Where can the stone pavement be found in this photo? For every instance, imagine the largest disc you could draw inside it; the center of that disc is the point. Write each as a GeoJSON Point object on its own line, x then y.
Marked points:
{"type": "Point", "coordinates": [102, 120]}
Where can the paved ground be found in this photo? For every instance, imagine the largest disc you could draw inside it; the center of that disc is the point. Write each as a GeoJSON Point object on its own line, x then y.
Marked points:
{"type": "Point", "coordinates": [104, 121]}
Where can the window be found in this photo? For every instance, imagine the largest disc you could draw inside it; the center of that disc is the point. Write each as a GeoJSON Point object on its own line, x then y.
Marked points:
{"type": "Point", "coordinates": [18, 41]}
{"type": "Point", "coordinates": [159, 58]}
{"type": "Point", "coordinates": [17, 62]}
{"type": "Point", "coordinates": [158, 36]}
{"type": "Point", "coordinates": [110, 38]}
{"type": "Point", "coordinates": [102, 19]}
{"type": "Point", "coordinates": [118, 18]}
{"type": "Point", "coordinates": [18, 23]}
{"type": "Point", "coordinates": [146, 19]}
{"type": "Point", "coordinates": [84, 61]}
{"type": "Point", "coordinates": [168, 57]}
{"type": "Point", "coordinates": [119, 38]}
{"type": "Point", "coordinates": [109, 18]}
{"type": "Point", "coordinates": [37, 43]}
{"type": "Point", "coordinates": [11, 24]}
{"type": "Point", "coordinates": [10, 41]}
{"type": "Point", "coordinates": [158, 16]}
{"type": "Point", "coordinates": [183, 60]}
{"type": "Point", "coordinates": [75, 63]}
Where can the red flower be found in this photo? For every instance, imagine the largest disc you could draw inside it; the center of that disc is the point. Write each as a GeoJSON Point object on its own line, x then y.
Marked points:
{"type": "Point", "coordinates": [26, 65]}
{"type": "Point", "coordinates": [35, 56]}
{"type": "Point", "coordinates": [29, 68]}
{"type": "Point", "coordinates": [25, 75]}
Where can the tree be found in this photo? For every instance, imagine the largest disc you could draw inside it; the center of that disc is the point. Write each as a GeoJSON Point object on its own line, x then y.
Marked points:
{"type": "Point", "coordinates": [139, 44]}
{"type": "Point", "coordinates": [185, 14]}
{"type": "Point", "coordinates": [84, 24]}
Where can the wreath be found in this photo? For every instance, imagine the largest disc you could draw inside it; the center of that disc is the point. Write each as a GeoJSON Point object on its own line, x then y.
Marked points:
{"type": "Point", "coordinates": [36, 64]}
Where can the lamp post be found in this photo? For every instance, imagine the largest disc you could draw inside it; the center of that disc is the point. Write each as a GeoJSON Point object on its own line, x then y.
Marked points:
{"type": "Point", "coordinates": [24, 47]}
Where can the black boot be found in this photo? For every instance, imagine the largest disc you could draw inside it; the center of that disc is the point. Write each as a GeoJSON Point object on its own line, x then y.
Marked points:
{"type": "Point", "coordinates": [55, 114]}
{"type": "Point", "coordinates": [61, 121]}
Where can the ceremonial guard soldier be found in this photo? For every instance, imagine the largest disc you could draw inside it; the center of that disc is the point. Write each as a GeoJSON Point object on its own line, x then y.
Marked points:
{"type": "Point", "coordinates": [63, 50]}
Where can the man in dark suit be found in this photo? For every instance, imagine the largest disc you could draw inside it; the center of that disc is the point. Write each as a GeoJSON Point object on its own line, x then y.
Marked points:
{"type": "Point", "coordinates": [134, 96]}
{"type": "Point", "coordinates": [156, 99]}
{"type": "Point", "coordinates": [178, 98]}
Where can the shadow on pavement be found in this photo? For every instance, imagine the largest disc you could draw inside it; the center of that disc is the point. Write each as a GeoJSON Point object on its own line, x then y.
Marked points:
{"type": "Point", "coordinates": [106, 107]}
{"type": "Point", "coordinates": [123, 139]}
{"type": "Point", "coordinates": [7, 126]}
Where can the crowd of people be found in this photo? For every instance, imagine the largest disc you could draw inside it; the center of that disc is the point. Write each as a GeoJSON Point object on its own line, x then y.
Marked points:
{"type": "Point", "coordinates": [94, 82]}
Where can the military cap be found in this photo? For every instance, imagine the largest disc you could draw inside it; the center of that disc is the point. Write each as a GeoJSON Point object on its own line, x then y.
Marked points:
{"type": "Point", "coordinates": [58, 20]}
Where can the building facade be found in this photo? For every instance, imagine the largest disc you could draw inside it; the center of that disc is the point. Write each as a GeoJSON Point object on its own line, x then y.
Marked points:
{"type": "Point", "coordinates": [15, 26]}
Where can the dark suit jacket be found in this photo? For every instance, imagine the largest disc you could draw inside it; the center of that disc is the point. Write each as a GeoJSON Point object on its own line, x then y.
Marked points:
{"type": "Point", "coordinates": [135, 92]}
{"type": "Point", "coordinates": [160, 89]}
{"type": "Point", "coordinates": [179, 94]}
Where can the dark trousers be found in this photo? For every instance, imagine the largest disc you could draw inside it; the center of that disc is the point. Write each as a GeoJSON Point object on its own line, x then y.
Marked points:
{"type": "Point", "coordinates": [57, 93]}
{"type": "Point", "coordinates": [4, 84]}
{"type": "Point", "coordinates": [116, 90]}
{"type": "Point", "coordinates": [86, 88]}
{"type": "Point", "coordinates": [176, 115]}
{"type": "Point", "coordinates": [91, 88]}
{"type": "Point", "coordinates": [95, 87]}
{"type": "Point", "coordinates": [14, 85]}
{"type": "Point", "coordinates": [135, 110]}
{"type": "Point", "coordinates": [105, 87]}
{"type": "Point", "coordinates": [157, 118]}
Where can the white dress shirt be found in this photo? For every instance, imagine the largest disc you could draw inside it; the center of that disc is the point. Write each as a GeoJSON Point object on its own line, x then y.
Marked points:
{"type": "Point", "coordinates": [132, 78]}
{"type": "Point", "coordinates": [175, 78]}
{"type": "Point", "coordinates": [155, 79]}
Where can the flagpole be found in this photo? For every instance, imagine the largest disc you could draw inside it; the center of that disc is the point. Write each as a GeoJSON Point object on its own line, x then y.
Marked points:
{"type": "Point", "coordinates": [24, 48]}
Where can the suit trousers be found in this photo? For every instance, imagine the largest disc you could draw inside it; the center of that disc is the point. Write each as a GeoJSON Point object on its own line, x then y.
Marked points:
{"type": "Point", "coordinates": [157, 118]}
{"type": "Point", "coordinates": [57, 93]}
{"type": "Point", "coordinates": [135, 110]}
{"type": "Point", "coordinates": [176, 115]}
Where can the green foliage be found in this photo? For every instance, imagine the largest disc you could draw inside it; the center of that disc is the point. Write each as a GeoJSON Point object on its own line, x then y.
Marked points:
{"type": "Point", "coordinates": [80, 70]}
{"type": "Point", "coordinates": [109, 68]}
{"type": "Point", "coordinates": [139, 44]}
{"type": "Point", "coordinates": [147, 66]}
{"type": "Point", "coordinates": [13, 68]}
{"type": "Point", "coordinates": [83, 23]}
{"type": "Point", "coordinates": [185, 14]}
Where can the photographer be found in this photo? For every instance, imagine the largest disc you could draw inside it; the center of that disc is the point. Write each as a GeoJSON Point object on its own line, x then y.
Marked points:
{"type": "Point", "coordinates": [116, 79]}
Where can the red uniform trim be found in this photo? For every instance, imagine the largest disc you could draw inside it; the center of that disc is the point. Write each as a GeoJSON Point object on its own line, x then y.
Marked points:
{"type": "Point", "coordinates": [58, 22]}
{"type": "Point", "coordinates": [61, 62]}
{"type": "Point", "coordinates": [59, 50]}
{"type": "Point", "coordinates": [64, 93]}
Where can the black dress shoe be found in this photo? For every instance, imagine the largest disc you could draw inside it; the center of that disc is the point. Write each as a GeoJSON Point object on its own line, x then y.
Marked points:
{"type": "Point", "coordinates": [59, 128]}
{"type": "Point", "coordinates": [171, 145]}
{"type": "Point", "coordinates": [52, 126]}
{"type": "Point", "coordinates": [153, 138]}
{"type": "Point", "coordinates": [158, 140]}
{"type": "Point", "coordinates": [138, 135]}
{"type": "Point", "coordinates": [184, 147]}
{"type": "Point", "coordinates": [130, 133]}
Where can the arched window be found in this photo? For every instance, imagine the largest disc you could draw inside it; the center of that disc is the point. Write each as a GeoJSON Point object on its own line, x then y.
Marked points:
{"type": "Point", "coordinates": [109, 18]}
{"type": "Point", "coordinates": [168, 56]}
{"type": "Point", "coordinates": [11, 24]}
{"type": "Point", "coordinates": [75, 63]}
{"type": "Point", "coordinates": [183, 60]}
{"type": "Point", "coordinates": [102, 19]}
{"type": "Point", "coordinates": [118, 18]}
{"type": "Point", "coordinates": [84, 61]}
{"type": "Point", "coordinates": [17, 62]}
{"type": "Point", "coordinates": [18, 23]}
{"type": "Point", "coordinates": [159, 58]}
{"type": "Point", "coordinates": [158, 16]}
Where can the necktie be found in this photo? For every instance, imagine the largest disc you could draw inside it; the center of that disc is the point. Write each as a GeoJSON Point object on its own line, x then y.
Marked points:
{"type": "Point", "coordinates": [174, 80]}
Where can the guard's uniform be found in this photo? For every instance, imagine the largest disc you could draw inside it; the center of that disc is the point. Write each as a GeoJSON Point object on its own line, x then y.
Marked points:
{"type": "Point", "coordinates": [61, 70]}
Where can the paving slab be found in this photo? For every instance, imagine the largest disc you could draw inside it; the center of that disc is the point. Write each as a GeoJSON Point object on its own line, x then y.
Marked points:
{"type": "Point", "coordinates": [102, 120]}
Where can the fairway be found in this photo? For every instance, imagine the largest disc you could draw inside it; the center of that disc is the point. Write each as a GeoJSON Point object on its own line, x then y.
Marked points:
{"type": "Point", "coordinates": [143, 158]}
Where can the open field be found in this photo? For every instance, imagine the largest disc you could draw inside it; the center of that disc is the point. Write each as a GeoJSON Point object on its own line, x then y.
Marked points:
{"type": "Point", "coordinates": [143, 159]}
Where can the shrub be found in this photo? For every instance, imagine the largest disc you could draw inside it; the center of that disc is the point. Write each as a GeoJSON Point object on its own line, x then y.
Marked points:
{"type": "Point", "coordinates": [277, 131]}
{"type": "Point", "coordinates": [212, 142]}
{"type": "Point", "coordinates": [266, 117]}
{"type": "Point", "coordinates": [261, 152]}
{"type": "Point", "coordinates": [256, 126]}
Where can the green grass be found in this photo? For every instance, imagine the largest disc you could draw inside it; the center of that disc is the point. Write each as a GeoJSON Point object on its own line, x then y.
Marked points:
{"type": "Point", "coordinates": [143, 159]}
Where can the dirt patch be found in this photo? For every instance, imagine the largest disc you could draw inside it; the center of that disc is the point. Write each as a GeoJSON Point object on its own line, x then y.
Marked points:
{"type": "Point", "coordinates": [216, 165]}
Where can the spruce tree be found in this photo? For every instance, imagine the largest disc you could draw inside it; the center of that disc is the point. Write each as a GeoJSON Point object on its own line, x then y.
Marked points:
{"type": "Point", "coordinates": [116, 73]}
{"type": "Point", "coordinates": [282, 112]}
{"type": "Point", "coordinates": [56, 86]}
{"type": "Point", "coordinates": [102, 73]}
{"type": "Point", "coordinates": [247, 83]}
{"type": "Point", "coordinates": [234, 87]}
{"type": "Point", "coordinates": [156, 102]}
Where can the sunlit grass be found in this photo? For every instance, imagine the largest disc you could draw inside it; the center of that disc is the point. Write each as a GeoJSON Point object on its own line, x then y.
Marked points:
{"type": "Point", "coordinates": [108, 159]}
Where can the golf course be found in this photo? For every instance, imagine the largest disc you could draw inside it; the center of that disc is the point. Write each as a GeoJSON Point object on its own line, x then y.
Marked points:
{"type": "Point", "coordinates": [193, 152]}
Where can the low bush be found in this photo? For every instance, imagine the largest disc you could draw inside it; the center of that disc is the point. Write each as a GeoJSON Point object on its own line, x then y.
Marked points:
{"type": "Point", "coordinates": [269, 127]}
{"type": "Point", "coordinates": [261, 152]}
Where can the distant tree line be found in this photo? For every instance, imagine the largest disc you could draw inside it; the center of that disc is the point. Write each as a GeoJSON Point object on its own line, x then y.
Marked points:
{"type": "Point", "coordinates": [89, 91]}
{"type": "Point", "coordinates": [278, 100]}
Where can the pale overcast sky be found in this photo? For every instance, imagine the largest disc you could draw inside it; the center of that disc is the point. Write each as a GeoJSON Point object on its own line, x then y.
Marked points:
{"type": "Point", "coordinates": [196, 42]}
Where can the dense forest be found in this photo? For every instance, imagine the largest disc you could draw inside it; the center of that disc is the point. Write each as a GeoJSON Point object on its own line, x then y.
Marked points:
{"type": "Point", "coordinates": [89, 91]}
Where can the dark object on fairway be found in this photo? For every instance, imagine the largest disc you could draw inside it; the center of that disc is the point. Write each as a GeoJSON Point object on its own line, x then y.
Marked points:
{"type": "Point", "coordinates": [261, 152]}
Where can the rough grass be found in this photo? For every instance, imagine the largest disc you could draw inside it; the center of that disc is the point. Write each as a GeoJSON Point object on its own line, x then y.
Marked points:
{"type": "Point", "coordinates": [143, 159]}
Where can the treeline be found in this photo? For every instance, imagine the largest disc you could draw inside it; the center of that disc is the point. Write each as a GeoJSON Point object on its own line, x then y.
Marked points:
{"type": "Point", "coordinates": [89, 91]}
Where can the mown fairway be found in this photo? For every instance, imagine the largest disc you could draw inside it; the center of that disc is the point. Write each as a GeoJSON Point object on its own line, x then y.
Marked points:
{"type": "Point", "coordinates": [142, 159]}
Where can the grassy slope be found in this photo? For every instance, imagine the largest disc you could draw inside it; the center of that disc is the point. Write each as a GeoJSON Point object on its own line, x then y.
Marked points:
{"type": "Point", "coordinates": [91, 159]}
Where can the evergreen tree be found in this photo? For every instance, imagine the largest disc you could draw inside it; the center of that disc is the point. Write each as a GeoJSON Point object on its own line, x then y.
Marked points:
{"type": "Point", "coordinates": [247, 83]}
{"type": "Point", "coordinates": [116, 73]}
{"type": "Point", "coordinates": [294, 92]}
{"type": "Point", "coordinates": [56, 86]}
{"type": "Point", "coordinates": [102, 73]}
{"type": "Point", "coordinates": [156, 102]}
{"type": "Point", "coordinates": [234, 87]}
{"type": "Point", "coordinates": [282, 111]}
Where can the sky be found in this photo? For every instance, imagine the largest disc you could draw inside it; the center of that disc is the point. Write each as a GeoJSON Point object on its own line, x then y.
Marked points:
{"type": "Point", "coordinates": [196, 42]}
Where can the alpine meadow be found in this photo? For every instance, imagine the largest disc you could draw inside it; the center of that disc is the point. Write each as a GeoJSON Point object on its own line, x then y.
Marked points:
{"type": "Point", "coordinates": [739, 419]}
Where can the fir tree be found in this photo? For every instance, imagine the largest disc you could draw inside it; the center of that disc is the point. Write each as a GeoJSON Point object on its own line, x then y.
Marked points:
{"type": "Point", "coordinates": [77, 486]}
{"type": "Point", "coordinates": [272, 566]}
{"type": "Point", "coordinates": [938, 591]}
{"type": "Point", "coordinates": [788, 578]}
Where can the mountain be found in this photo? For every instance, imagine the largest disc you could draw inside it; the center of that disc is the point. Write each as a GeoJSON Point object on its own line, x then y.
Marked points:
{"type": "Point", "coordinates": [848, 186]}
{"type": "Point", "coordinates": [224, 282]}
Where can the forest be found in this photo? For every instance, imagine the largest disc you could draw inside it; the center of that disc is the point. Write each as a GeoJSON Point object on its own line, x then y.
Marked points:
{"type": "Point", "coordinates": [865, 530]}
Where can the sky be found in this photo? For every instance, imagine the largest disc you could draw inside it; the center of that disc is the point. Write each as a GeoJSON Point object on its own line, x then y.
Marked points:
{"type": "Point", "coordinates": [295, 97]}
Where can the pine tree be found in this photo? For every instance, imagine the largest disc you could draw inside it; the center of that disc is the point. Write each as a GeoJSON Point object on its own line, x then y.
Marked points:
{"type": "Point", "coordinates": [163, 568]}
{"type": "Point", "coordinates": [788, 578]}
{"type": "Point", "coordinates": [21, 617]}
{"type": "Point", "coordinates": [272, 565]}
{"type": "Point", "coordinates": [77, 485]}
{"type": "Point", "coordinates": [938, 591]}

GOAL = Starting from the line containing "Where can the fir" and ending with the final line of the data, reproduce each line exactly as it appears, including no other lines.

THE RESPONSE =
Where can the fir tree be found in this photo? For every instance, imagine the largest disc you could draw inside it; the center of that disc is the point. Write each as a GeoJSON Point object on its own line, x then y.
Marked points:
{"type": "Point", "coordinates": [77, 486]}
{"type": "Point", "coordinates": [272, 566]}
{"type": "Point", "coordinates": [938, 591]}
{"type": "Point", "coordinates": [788, 578]}
Where can the mountain be found in this photo? For every instance, imagine the largest disc you could draw inside it; the center of that disc is the point. Write each as a GeoJSON Point object on its own line, x then y.
Marked points:
{"type": "Point", "coordinates": [848, 186]}
{"type": "Point", "coordinates": [224, 282]}
Where can the forest be found in this photo? For every instance, imagine the largest disc you could draw inside it; the center of that disc is the point. Write each as a GeoJSON Point object on its own line, x then y.
Marked points:
{"type": "Point", "coordinates": [865, 530]}
Where can the sky be found in this photo? For every instance, imagine the largest disc you could draw inside it; the center of that disc is the point. Write each as a GeoJSON Point object on its own line, x then y.
Marked points:
{"type": "Point", "coordinates": [295, 97]}
Where can the pine tree be found in this photo? For every instance, imagine the largest disc you could draw inside it; the center of that disc is the point. Write each as a GeoJSON Point object on its own line, x then y.
Marked points:
{"type": "Point", "coordinates": [163, 568]}
{"type": "Point", "coordinates": [788, 578]}
{"type": "Point", "coordinates": [21, 617]}
{"type": "Point", "coordinates": [272, 565]}
{"type": "Point", "coordinates": [77, 485]}
{"type": "Point", "coordinates": [938, 591]}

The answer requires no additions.